━━━━━ TEXT PASSAGE

I hope you’ve finished all your dinner BECAUSE IT IS DESSERT TIME.
PEACH PRALINE CRUMBLE PIE
Time: about 2 hours
Amount: 1 pie
INGREDIENTS:
- 1 1/2 cups flour
- 1 tsp salt
- 1 cup finely chopped pecans
- 11 tbsp unsalted butter (seriously)
- 1/2 cup roughly chopped pecans
- 1/3 cup milk
- 1/2 cup & 1 tbsp brown sugar
- 1/2 cup & 2 tbsp white sugar
- 5 large peaches, cut into thin slices
- 1 tub ice cream
DIRECTIONS:
Crust:
- Combine the flour, salt, finely chopped pecans, and 8 tbsp butter in a large mixing bowl. Work the butter into the dry ingredients until it is all well combined.
- Refrigerate for at least an hour. Start working on the pralines. Idle hands are the devil’s playground.
- Lightly flour & knead the dough, then roll out. I used half for the bottom crust which rolled out pretty well, but I could not for the life of me get the top crust to roll out, so I just crumbled it up a little bit and sprinkled it on top of my pie.

━━━━━━━━━━
━━━━━ DATASET CONTENT

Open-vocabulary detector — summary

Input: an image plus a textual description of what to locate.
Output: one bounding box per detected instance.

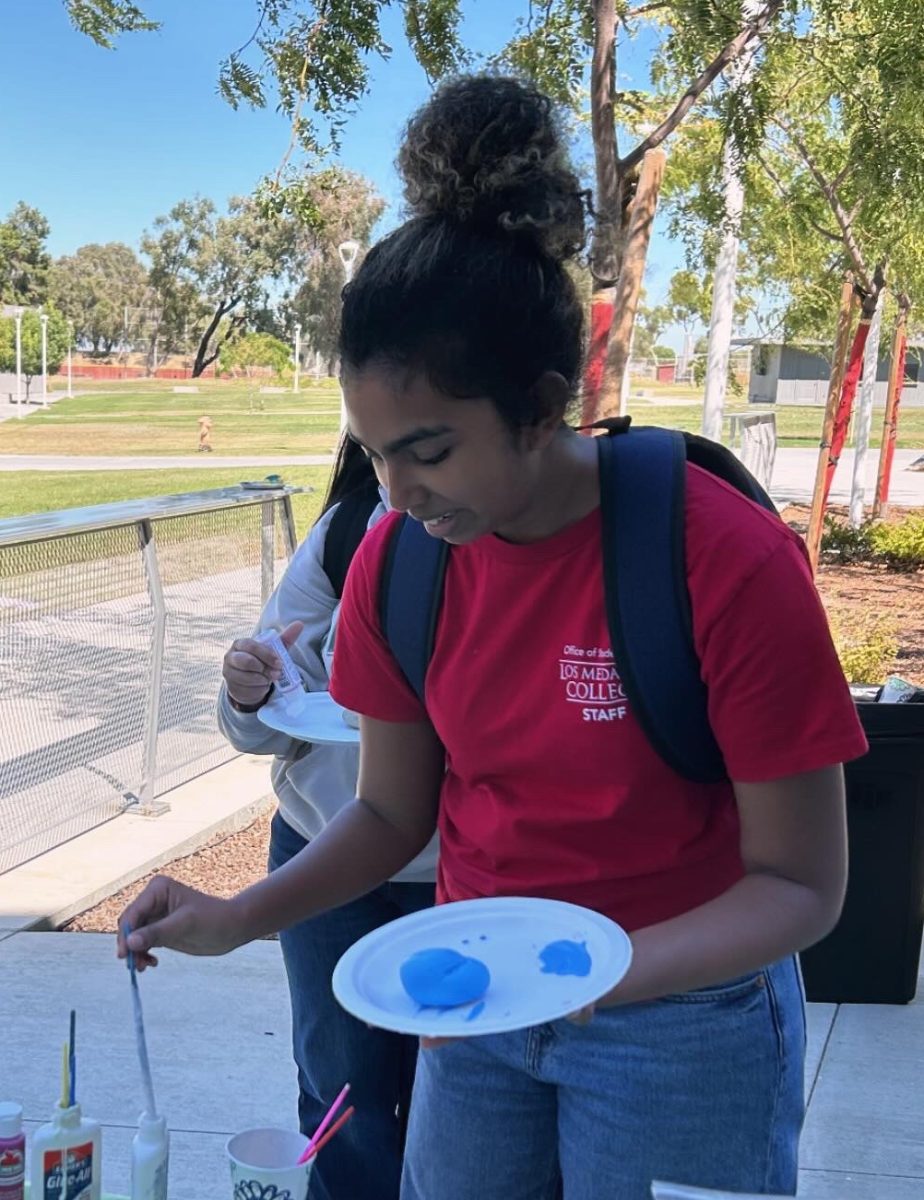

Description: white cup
[228,1129,314,1200]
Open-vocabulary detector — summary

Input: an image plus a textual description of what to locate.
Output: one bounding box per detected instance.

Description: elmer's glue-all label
[41,1141,94,1200]
[0,1100,25,1200]
[31,1104,102,1200]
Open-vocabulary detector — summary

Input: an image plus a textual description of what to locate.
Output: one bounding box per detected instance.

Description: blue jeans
[401,959,805,1200]
[269,812,433,1200]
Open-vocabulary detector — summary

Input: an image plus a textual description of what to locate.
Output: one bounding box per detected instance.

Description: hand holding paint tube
[222,620,302,712]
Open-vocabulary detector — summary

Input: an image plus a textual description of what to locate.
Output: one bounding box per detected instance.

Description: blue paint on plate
[539,940,593,976]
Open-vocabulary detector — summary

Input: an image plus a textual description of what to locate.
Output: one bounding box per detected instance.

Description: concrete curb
[0,755,275,942]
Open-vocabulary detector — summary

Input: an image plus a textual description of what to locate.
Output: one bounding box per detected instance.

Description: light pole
[337,238,359,434]
[38,312,48,408]
[292,320,301,391]
[67,320,73,400]
[13,308,23,416]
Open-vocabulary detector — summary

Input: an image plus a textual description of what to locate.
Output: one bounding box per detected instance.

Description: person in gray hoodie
[218,439,437,1200]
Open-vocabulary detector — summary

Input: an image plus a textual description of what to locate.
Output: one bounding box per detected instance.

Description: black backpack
[379,419,776,782]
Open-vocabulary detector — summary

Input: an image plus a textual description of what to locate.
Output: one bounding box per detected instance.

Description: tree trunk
[192,296,241,379]
[581,0,623,425]
[850,288,886,529]
[805,275,857,571]
[595,150,666,419]
[581,0,785,425]
[702,0,761,442]
[872,296,911,517]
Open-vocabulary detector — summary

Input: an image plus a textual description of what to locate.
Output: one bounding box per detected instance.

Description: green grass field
[0,466,330,536]
[0,380,924,533]
[0,382,340,458]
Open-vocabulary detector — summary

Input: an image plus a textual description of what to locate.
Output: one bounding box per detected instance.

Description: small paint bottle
[30,1104,103,1200]
[0,1100,25,1200]
[132,1112,170,1200]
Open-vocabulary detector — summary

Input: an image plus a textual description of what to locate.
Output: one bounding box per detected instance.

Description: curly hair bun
[397,76,584,260]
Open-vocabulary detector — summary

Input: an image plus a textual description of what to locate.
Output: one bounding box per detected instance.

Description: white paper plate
[334,896,632,1038]
[257,691,359,745]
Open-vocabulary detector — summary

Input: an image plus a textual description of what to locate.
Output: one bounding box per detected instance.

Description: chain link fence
[0,488,295,872]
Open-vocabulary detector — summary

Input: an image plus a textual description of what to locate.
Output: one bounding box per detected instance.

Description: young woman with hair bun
[120,77,865,1200]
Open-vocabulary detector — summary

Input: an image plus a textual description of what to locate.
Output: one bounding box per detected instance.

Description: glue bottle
[30,1041,103,1200]
[132,1112,170,1200]
[257,629,305,713]
[31,1104,103,1200]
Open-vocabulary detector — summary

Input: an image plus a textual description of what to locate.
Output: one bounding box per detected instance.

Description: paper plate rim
[331,896,632,1038]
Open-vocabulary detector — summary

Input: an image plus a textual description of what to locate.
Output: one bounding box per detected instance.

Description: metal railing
[728,413,776,492]
[0,487,301,872]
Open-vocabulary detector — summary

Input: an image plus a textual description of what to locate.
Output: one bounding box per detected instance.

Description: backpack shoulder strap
[683,433,778,516]
[379,515,449,704]
[598,428,727,782]
[322,487,379,600]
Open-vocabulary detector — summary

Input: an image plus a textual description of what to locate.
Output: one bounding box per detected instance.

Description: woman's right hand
[221,620,304,706]
[116,875,248,971]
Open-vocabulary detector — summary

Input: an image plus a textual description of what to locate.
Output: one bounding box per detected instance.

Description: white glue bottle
[31,1104,103,1200]
[257,629,306,715]
[132,1112,170,1200]
[31,1032,103,1200]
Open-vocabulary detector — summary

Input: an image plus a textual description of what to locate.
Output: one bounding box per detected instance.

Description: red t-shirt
[331,466,866,930]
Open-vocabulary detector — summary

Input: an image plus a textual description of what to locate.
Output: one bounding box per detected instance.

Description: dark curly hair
[340,76,586,428]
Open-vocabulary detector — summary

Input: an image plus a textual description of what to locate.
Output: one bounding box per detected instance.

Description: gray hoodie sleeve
[218,508,355,758]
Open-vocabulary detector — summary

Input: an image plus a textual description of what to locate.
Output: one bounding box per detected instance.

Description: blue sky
[0,0,682,309]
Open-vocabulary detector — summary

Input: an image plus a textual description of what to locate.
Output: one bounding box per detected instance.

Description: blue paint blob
[401,949,491,1008]
[539,941,593,976]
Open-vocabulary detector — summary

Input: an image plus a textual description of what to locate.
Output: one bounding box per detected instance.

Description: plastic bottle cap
[0,1100,23,1138]
[138,1112,167,1141]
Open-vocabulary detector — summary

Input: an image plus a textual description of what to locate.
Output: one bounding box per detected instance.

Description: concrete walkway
[0,446,924,506]
[0,755,275,940]
[0,934,924,1200]
[0,454,334,479]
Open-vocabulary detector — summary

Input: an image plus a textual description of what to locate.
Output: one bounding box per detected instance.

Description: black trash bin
[802,703,924,1004]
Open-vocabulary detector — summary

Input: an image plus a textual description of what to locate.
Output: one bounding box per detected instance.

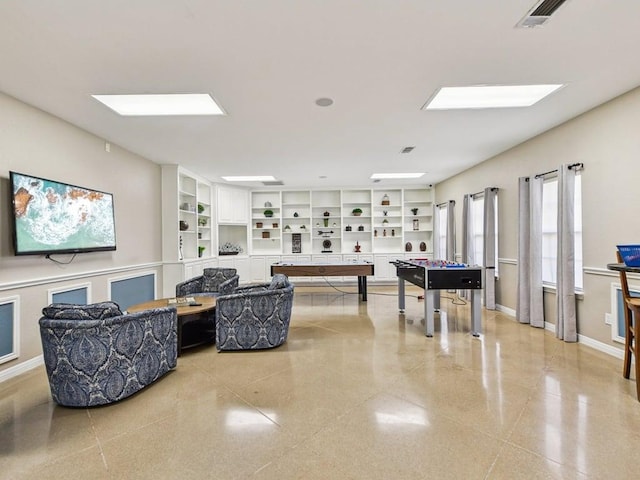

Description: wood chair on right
[616,252,640,401]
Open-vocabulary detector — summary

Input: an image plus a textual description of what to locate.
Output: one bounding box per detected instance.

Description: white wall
[436,88,640,347]
[0,94,162,373]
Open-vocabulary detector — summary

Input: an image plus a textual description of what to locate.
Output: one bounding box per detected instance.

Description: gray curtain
[516,177,531,323]
[516,177,544,328]
[556,165,578,342]
[446,200,456,262]
[483,187,498,310]
[432,205,441,260]
[458,194,477,300]
[529,177,544,328]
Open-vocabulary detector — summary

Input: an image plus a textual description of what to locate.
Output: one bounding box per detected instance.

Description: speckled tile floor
[0,286,640,480]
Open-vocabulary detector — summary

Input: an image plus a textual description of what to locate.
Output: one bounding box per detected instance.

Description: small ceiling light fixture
[221,175,276,182]
[316,97,333,107]
[369,172,424,180]
[91,93,226,116]
[422,84,563,110]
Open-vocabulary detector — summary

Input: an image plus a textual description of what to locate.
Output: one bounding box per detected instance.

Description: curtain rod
[469,187,500,197]
[535,163,584,178]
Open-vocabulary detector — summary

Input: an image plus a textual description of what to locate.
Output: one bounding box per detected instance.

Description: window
[471,195,484,267]
[471,194,498,276]
[542,173,583,290]
[433,204,447,260]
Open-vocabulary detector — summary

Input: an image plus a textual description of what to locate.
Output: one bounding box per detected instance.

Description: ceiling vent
[516,0,567,28]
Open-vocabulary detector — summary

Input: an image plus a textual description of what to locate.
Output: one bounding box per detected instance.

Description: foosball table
[391,258,482,337]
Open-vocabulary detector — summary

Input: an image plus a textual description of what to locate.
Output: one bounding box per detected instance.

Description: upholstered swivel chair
[216,274,294,351]
[176,268,240,297]
[616,252,640,401]
[39,302,178,407]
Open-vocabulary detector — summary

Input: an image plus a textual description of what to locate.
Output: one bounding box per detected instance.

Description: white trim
[107,270,158,300]
[0,295,20,364]
[497,305,624,359]
[496,304,516,318]
[609,282,640,344]
[0,355,44,383]
[0,262,163,292]
[576,329,624,359]
[47,282,93,304]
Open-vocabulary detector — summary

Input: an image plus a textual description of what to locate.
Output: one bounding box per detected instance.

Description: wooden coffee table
[127,296,216,355]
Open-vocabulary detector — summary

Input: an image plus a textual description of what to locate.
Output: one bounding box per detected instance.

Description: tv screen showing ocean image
[10,172,116,255]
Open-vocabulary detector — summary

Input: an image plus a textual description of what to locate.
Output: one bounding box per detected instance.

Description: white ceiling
[0,0,640,188]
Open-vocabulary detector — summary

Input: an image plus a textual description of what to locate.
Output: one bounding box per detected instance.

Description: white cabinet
[216,185,250,256]
[217,185,249,225]
[403,188,433,257]
[373,253,404,282]
[282,190,313,255]
[250,255,280,283]
[218,255,251,283]
[250,191,282,255]
[372,189,403,253]
[311,190,342,254]
[162,165,215,262]
[342,189,373,253]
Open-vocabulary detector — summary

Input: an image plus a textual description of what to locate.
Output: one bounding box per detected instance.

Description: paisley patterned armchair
[216,274,293,351]
[176,268,240,297]
[39,302,178,407]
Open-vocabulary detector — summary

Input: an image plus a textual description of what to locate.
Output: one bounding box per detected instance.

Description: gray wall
[0,94,162,373]
[436,88,640,348]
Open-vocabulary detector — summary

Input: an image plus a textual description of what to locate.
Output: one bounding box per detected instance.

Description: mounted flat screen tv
[9,172,116,255]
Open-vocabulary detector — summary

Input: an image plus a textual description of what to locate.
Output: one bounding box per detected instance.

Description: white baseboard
[0,355,44,383]
[576,336,624,360]
[496,305,624,359]
[496,304,516,318]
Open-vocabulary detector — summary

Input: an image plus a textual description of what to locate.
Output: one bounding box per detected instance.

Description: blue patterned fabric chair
[39,302,178,407]
[176,268,240,297]
[216,274,293,351]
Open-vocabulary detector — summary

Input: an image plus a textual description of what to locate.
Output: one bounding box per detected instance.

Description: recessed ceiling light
[316,98,333,107]
[422,85,563,110]
[91,93,225,116]
[369,172,424,179]
[222,175,276,182]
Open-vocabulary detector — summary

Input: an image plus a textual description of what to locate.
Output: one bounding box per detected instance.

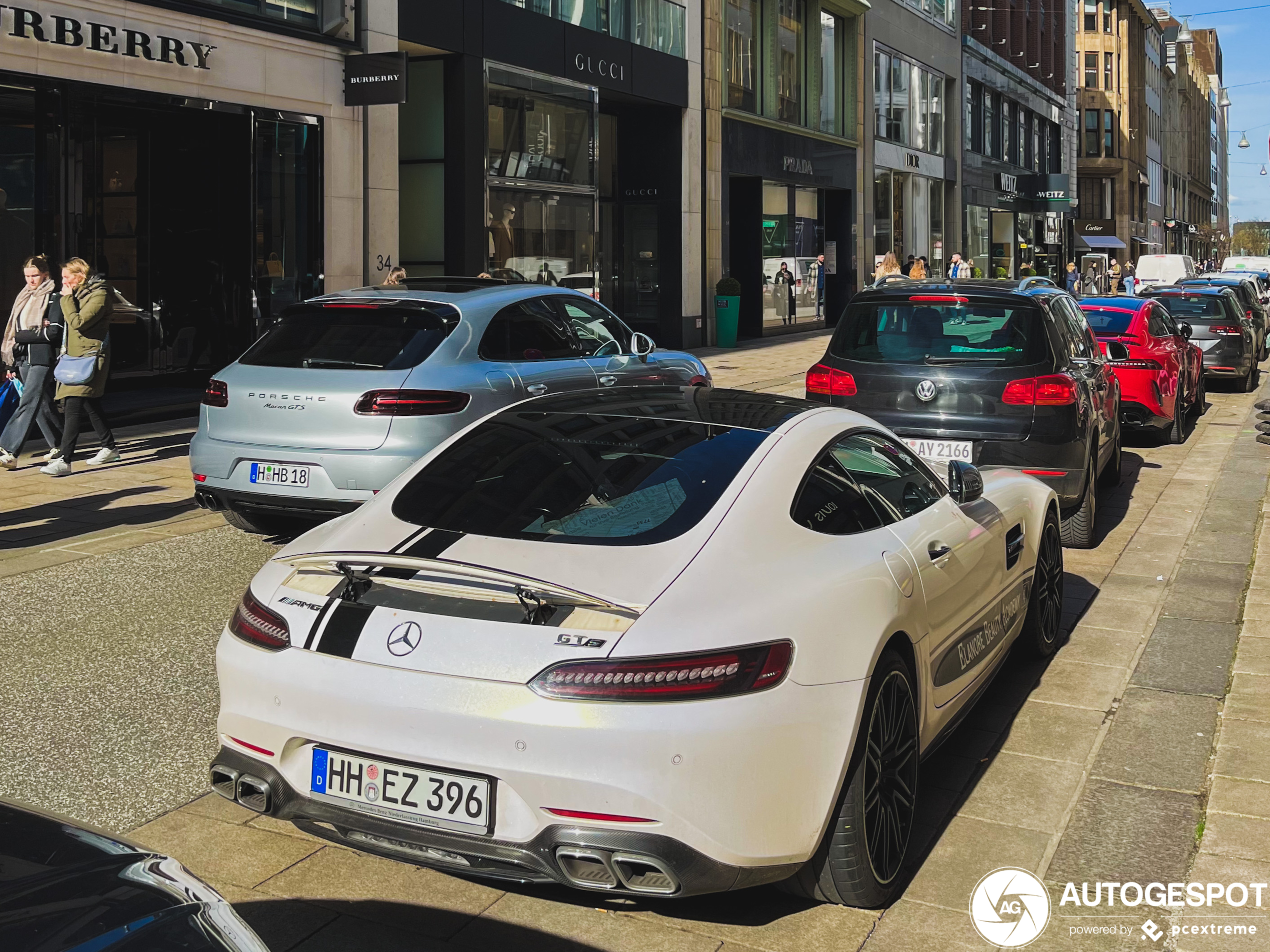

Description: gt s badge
[556,635,607,647]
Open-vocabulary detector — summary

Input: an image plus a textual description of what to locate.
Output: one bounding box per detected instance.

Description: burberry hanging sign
[0,4,216,70]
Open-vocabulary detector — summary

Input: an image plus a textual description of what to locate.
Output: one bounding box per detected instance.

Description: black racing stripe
[402,529,468,559]
[388,526,428,555]
[318,600,374,658]
[305,598,339,649]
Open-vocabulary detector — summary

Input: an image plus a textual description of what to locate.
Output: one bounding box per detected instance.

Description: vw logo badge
[388,622,423,658]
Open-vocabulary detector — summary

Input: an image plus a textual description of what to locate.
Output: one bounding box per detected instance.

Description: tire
[1098,426,1122,489]
[781,649,920,909]
[1168,387,1186,446]
[1018,512,1063,658]
[221,509,296,536]
[1059,457,1098,548]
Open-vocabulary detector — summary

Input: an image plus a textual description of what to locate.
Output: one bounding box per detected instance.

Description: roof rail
[1018,274,1058,291]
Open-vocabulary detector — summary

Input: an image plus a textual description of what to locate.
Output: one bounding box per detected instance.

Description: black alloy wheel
[1020,513,1063,658]
[864,672,917,886]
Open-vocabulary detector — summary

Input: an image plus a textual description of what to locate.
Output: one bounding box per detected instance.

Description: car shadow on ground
[234,899,620,952]
[0,486,194,550]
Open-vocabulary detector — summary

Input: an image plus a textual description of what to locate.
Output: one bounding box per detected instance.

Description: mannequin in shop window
[490,203,516,268]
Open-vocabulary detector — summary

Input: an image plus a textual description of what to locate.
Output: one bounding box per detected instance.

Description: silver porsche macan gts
[189,278,710,533]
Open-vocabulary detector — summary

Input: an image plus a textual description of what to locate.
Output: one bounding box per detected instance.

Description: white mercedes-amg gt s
[211,387,1063,907]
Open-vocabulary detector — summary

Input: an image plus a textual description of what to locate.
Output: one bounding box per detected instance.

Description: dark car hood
[0,801,268,952]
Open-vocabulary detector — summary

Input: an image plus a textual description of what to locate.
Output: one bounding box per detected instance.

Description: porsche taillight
[806,363,856,396]
[230,589,291,651]
[530,641,794,701]
[1001,373,1076,406]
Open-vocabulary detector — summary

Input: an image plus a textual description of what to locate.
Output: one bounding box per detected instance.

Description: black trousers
[62,397,114,462]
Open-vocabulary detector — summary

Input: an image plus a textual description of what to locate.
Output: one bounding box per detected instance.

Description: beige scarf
[0,278,57,367]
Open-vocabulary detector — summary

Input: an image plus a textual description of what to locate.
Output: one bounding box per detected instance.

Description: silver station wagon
[189,278,710,533]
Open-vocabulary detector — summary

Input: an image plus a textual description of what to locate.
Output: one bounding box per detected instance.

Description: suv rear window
[830,301,1049,367]
[392,411,767,546]
[1156,294,1230,321]
[239,305,458,371]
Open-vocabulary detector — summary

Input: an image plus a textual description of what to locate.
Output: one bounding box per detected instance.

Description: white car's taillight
[530,641,794,701]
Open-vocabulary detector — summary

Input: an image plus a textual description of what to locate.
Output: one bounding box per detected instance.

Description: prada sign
[0,4,216,70]
[344,53,409,105]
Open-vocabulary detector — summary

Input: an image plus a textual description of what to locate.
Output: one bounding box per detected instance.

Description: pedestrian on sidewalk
[40,258,120,476]
[0,255,66,470]
[1063,261,1081,297]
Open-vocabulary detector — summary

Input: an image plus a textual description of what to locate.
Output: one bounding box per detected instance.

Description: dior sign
[0,4,216,70]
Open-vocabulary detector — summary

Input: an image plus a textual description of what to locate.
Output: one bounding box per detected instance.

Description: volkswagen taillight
[530,641,794,701]
[230,588,291,651]
[806,363,856,396]
[1001,373,1076,406]
[353,390,471,416]
[203,379,230,406]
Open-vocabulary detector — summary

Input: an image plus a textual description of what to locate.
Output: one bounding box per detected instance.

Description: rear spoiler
[270,552,648,621]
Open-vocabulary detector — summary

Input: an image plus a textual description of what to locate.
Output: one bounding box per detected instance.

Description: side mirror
[631,331,656,359]
[948,459,983,505]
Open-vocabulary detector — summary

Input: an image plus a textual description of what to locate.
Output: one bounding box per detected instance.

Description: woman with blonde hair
[874,251,903,283]
[40,258,120,476]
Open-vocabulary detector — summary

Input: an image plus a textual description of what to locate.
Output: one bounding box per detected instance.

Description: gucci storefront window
[486,65,598,291]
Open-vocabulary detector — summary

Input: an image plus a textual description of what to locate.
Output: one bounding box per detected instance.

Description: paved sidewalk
[0,419,225,578]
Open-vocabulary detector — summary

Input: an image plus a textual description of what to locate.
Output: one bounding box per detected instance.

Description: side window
[551,294,631,357]
[830,432,946,523]
[478,297,583,360]
[790,447,882,536]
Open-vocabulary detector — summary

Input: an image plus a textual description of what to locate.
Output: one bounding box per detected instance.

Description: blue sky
[1188,0,1270,221]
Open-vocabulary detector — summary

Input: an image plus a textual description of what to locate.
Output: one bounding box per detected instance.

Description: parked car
[1146,290,1258,392]
[1133,255,1199,293]
[189,278,710,533]
[1178,273,1270,362]
[806,277,1128,548]
[1081,296,1204,443]
[0,800,269,952]
[211,387,1063,907]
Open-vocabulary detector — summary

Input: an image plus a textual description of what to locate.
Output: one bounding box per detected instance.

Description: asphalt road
[0,527,276,830]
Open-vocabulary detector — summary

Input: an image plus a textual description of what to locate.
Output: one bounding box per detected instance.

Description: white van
[1222,255,1270,272]
[1134,255,1196,291]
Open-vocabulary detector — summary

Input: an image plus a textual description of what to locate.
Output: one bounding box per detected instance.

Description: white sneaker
[86,447,120,466]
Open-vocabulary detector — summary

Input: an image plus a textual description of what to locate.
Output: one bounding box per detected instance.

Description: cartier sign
[0,4,216,70]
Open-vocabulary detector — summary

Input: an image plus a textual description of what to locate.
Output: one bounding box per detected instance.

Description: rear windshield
[830,301,1048,367]
[239,306,457,371]
[392,411,767,546]
[1156,294,1230,321]
[1081,307,1136,334]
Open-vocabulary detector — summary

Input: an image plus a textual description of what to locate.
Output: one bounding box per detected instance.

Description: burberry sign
[0,4,216,70]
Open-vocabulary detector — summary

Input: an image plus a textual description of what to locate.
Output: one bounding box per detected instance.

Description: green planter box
[715,296,740,346]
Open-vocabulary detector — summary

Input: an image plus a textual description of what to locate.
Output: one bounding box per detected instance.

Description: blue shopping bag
[0,377,22,439]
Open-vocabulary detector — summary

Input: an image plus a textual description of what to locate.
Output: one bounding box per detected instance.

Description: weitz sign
[0,4,216,70]
[344,53,409,105]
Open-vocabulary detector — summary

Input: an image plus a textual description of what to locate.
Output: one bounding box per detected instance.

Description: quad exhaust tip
[556,847,680,896]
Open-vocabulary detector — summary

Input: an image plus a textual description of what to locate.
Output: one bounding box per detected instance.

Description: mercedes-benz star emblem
[388,622,423,658]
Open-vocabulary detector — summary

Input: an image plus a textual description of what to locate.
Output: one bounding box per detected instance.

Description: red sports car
[1081,297,1204,443]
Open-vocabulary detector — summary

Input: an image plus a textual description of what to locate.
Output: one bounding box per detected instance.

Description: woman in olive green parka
[40,258,120,476]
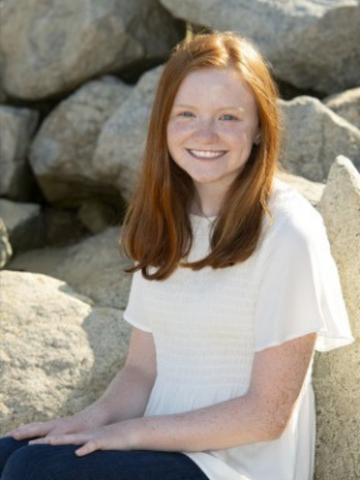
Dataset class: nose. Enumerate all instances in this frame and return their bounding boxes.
[194,119,218,144]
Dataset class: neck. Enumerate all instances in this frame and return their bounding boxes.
[192,184,223,217]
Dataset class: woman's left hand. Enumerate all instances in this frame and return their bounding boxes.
[29,420,137,457]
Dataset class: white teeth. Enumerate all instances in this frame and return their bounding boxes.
[189,150,224,158]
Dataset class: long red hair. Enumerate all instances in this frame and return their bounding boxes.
[122,32,279,280]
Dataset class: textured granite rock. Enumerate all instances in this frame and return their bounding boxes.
[0,199,45,253]
[279,96,360,182]
[0,270,128,434]
[0,0,182,100]
[0,105,38,201]
[160,0,360,94]
[314,157,360,480]
[323,87,360,128]
[30,76,131,206]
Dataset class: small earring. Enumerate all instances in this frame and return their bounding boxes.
[254,133,261,145]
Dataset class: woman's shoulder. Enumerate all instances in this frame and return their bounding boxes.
[266,178,326,249]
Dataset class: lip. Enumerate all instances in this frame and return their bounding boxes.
[186,148,226,160]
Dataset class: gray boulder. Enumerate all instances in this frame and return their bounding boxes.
[0,218,12,269]
[160,0,360,93]
[278,171,325,207]
[0,0,182,100]
[0,105,38,201]
[93,67,163,199]
[0,270,129,434]
[30,77,131,206]
[279,96,360,182]
[314,157,360,480]
[0,199,45,253]
[323,87,360,128]
[52,228,133,309]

━━━━━━━━━━

STATED PROBLEM 1 - Name every ingredient that the crust directions in the recipe have you combine in the large mixing bowl.
STATED PROBLEM 2 - Rewrite the rows, starting with their first line and going on through the line that contains "[222,620,302,712]", with "detector" changed to "model" and nothing else altered. Please omit the pictures from your version.

TASK OUTPUT 1 - Flour, salt, finely chopped pecans, and 8 tbsp butter.

TASK OUTPUT 2 -
Open-vocabulary model — summary

Input: an image plus a textual description of what to locate.
Output: one bounding box per detected instance.


Description: white cup
[228,1129,314,1200]
Open-vocabulary model — summary

Input: an image plus a textual description of what to locate.
Output: one bounding box per detected instance.

Description: elmer's glue-all label
[41,1141,94,1200]
[0,1100,25,1200]
[31,1104,102,1200]
Open-vocabulary model — summary

Input: an image plus a textual description of what to locate.
Output: one bounding box per detected instance.

Description: blue jeans
[401,959,805,1200]
[269,812,433,1200]
Open-vocabulary model — summary

Input: an image plus a textual description of what to locate.
Output: one bounding box per detected instance.

Description: hand holding paint tube
[222,620,302,712]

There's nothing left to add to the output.